__What the exercise asks__
Reproduce the entries below in full, switching each occurrence of "mask" to "outline" and leaving everything else unchanged.

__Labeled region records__
▼

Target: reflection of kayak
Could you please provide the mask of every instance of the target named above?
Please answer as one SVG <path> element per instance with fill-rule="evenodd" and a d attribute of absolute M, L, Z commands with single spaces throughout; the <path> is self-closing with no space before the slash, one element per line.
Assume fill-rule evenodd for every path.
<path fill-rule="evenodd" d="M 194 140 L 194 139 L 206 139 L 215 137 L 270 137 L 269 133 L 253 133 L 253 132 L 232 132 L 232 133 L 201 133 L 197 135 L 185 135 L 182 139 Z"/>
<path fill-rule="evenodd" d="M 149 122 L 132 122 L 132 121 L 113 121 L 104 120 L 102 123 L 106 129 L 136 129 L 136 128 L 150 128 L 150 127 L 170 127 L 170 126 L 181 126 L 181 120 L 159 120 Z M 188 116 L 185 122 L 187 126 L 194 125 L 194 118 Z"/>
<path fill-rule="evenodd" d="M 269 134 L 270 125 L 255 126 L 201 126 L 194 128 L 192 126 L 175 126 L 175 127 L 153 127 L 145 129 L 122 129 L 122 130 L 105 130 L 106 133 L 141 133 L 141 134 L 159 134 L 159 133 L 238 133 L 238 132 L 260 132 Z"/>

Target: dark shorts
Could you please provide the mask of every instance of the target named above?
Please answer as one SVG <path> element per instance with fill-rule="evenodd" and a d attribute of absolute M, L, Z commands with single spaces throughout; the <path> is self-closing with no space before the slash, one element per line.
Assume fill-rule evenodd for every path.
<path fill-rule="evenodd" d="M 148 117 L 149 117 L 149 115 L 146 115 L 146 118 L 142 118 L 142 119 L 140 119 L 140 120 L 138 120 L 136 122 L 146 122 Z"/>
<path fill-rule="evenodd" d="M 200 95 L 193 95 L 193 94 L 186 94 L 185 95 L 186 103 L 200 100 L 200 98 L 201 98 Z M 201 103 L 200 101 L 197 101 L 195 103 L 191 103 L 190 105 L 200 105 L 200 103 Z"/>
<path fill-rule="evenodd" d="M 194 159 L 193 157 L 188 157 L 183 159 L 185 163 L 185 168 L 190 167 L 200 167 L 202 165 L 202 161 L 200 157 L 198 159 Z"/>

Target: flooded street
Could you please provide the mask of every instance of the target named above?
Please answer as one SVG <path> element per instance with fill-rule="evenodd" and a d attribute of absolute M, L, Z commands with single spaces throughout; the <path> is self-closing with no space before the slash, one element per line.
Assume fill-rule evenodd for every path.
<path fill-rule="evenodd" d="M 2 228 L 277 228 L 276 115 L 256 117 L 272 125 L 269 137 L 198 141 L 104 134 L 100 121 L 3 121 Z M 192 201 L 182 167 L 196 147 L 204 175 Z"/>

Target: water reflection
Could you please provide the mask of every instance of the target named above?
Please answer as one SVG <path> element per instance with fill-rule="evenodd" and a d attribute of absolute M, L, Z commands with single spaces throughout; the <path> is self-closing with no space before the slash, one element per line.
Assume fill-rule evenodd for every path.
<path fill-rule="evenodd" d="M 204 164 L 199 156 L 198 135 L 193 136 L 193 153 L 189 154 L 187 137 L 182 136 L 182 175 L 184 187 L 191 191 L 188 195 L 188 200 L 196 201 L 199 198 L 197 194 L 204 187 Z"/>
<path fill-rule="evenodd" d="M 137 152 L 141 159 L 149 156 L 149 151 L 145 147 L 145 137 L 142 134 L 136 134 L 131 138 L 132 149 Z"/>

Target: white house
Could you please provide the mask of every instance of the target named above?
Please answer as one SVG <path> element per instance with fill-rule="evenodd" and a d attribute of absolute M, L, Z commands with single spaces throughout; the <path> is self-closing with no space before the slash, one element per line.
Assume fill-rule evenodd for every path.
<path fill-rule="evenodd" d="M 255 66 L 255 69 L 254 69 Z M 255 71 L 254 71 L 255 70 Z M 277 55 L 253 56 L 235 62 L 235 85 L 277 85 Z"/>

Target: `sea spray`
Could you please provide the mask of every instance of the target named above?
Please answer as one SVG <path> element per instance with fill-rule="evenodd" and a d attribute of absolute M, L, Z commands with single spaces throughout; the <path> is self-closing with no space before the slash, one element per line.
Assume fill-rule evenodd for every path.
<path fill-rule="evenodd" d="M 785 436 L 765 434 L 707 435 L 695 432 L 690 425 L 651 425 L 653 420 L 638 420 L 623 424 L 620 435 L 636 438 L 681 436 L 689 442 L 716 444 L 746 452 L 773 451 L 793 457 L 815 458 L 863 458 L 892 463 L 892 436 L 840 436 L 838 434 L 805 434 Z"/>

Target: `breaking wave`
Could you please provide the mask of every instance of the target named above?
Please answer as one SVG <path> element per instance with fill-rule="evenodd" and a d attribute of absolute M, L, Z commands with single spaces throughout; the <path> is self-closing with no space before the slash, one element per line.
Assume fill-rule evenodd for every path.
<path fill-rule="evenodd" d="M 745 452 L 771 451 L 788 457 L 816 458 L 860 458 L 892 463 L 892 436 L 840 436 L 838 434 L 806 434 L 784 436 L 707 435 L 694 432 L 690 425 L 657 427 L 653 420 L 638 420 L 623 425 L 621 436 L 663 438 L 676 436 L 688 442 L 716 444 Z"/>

▲

__Expected answer__
Target: reflection of kayak
Could you please provide the outline of every instance of the target named above?
Please answer as one SVG <path> element per instance with fill-rule="evenodd" and a d attribute of absolute M, L, Z commands with single spaces throughout; the <path> is self-closing with no space before the slash, one element per line.
Assume fill-rule evenodd for every path.
<path fill-rule="evenodd" d="M 194 140 L 194 139 L 206 139 L 215 137 L 270 137 L 269 133 L 253 133 L 253 132 L 232 132 L 232 133 L 201 133 L 197 135 L 185 135 L 182 139 Z"/>
<path fill-rule="evenodd" d="M 149 122 L 132 122 L 132 121 L 113 121 L 104 120 L 102 123 L 106 129 L 136 129 L 136 128 L 150 128 L 150 127 L 170 127 L 170 126 L 181 126 L 181 120 L 159 120 Z M 188 116 L 185 122 L 187 126 L 194 125 L 194 118 Z"/>
<path fill-rule="evenodd" d="M 269 134 L 270 125 L 255 126 L 201 126 L 194 128 L 192 126 L 175 126 L 175 127 L 153 127 L 145 129 L 122 129 L 122 130 L 105 130 L 106 133 L 141 133 L 141 134 L 159 134 L 159 133 L 238 133 L 238 132 L 260 132 Z"/>

Target: dark shorts
Could you please provide the outline of every instance of the target named above?
Please answer as one SVG <path> element per instance with fill-rule="evenodd" and a d attribute of absolute M, L, Z commands with single spaces throughout; the <path> is self-closing with no space before the slash, one element per line.
Assume fill-rule evenodd for every path.
<path fill-rule="evenodd" d="M 148 117 L 149 117 L 149 115 L 146 115 L 146 118 L 142 118 L 142 119 L 140 119 L 140 120 L 138 120 L 136 122 L 146 122 Z"/>
<path fill-rule="evenodd" d="M 200 95 L 193 95 L 193 94 L 186 94 L 185 95 L 186 103 L 200 100 L 200 98 L 201 98 Z M 201 103 L 200 101 L 197 101 L 195 103 L 191 103 L 190 105 L 200 105 L 200 103 Z"/>
<path fill-rule="evenodd" d="M 194 159 L 193 157 L 188 157 L 183 159 L 185 163 L 185 168 L 190 167 L 200 167 L 202 165 L 202 161 L 200 157 L 198 159 Z"/>

Target: flooded street
Could you please provide the outline of every instance of the target named above?
Please answer as one SVG <path> element per instance with fill-rule="evenodd" and a d attribute of absolute M, L, Z commands with single spaces throughout; the <path> is self-closing with no space before the slash, one element per line.
Assume fill-rule evenodd for every path.
<path fill-rule="evenodd" d="M 2 228 L 277 228 L 276 115 L 256 117 L 272 125 L 269 137 L 198 141 L 104 134 L 100 121 L 3 121 Z M 192 201 L 182 167 L 196 147 L 204 175 Z"/>

Target: water reflection
Could you please provide the outline of every instance of the target named above?
Please answer as one SVG <path> element per instance with fill-rule="evenodd" and a d attribute of absolute M, L, Z commands with single spaces throughout; the <path> is self-closing with no space before the slash, one element per line.
Assume fill-rule evenodd for every path.
<path fill-rule="evenodd" d="M 204 164 L 199 156 L 198 135 L 193 136 L 193 153 L 189 154 L 187 137 L 182 136 L 182 175 L 184 187 L 191 191 L 188 195 L 188 200 L 196 201 L 199 198 L 197 194 L 204 187 Z"/>
<path fill-rule="evenodd" d="M 137 152 L 141 159 L 149 156 L 149 151 L 145 147 L 145 137 L 142 134 L 136 134 L 131 138 L 132 149 Z"/>

Target: white house
Could you please provide the outline of every instance of the target named above?
Please answer as one SVG <path> element per instance with fill-rule="evenodd" and a d attribute of absolute M, L, Z commands with single spaces throughout; the <path> is self-closing with no space before the slash, one element per line.
Assume fill-rule evenodd for every path.
<path fill-rule="evenodd" d="M 255 66 L 255 69 L 254 69 Z M 255 71 L 254 71 L 255 70 Z M 277 55 L 253 56 L 235 62 L 235 85 L 277 85 Z"/>

Target: `sea spray`
Could you please provide the outline of every instance of the target named above?
Please answer as one SVG <path> element per instance with fill-rule="evenodd" and a d attribute of absolute M, L, Z commands with single spaces throughout; the <path> is self-closing with no space before the slash, one element per line.
Assume fill-rule evenodd for every path.
<path fill-rule="evenodd" d="M 785 436 L 765 434 L 707 435 L 695 432 L 690 425 L 651 425 L 653 420 L 638 420 L 623 424 L 620 435 L 636 438 L 681 436 L 689 442 L 716 444 L 746 452 L 773 451 L 793 457 L 815 458 L 863 458 L 892 463 L 892 436 L 840 436 L 838 434 L 805 434 Z"/>

Target: `breaking wave`
Could you please provide the outline of every instance of the target named above?
Please answer as one SVG <path> element per instance with fill-rule="evenodd" and a d attribute of absolute M, L, Z commands with single spaces throughout; the <path> is self-closing with no space before the slash, one element per line.
Assume fill-rule evenodd for every path.
<path fill-rule="evenodd" d="M 745 452 L 771 451 L 788 457 L 816 458 L 860 458 L 892 463 L 892 436 L 840 436 L 838 434 L 806 434 L 784 436 L 707 435 L 694 432 L 690 425 L 657 427 L 653 420 L 638 420 L 623 425 L 621 436 L 663 438 L 676 436 L 688 442 L 716 444 Z"/>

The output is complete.